__STATED GOAL__
List each line in the data below that contains the word "ceiling".

__SUPPLIED RECORDS__
------------------------------
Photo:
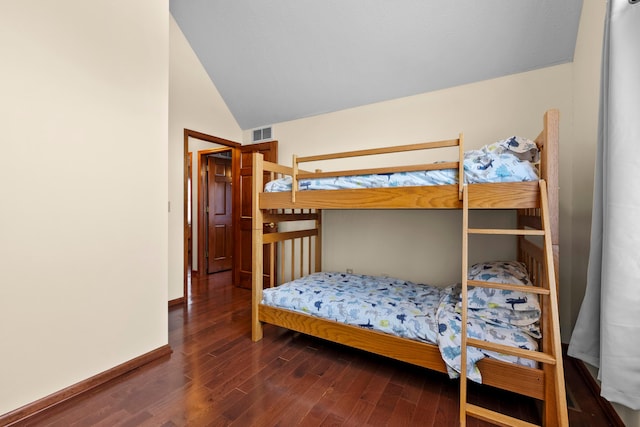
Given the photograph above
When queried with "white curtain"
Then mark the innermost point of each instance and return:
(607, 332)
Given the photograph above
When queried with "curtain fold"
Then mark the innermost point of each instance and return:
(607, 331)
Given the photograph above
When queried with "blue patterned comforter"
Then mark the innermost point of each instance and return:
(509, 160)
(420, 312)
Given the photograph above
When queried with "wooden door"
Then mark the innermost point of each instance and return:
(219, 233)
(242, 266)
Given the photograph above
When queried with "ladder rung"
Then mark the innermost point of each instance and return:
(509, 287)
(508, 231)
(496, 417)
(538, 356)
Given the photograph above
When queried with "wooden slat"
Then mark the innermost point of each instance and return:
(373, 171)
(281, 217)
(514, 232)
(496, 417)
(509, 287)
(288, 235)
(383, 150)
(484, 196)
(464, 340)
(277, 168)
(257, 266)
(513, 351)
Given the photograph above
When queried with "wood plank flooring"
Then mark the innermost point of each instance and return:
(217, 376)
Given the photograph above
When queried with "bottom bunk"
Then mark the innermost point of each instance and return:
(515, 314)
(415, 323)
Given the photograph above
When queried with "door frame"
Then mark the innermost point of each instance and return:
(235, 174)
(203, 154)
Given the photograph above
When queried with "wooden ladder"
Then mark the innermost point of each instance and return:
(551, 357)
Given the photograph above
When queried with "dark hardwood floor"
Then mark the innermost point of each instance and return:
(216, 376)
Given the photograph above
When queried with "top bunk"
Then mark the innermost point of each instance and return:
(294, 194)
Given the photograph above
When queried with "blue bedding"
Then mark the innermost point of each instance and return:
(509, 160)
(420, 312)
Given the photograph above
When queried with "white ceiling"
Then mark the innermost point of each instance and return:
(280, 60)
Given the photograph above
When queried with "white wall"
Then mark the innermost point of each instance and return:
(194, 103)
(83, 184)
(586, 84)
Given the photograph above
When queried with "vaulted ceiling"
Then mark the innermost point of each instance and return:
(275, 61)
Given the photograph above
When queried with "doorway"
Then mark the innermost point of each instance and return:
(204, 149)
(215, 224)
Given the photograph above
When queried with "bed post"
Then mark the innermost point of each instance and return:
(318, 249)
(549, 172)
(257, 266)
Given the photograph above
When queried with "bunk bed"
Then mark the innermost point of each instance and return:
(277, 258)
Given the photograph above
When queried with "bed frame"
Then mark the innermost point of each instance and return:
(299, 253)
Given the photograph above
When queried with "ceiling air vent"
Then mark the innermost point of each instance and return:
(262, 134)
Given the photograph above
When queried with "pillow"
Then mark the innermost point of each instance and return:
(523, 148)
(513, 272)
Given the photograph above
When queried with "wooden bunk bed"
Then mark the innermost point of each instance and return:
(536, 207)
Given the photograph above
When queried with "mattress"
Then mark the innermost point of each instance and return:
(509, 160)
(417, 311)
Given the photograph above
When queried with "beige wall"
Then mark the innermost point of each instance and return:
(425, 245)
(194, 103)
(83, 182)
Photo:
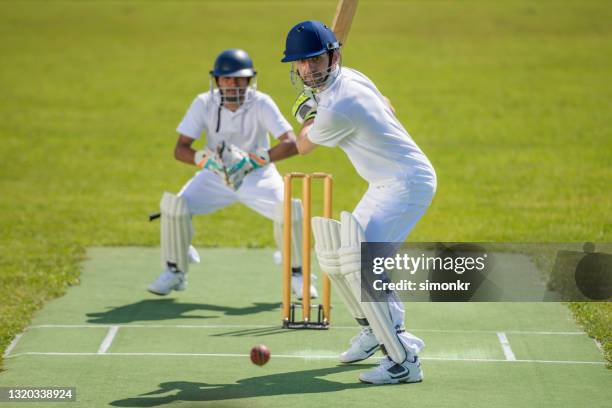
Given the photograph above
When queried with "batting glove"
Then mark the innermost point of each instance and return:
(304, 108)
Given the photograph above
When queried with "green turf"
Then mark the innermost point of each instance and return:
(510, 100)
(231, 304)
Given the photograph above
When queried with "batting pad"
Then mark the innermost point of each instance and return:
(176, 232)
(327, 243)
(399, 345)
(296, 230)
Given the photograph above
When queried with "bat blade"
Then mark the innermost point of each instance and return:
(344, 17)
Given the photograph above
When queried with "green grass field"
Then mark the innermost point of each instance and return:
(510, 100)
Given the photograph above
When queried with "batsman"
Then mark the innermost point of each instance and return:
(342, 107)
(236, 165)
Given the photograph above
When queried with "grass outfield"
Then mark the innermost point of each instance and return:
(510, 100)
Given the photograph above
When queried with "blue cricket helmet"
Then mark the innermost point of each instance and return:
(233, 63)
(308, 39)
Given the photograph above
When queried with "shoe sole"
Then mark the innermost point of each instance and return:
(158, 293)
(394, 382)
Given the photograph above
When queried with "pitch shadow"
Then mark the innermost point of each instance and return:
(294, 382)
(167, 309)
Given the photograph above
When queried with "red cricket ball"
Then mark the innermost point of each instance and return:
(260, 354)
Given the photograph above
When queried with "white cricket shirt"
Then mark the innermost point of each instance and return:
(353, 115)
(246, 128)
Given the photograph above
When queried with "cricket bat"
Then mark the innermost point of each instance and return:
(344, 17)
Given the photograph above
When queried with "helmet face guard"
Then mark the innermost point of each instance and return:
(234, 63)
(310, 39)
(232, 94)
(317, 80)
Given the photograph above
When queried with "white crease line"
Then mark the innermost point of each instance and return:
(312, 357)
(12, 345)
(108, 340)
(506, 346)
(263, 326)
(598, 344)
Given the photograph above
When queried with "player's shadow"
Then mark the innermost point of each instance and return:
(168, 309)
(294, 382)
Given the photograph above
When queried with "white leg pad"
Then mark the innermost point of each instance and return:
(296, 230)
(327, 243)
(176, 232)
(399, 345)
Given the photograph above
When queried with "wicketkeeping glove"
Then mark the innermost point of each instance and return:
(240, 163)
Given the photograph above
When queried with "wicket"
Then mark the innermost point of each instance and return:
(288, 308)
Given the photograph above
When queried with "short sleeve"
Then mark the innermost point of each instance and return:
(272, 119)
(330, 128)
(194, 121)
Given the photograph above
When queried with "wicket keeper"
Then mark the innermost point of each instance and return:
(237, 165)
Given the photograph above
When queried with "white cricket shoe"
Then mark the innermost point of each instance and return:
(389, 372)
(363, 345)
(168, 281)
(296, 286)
------------------------------
__ANSWER TO THE TASK__
When queried with "white ceiling"
When queried with "vaulted ceiling"
When queried with "ceiling air vent"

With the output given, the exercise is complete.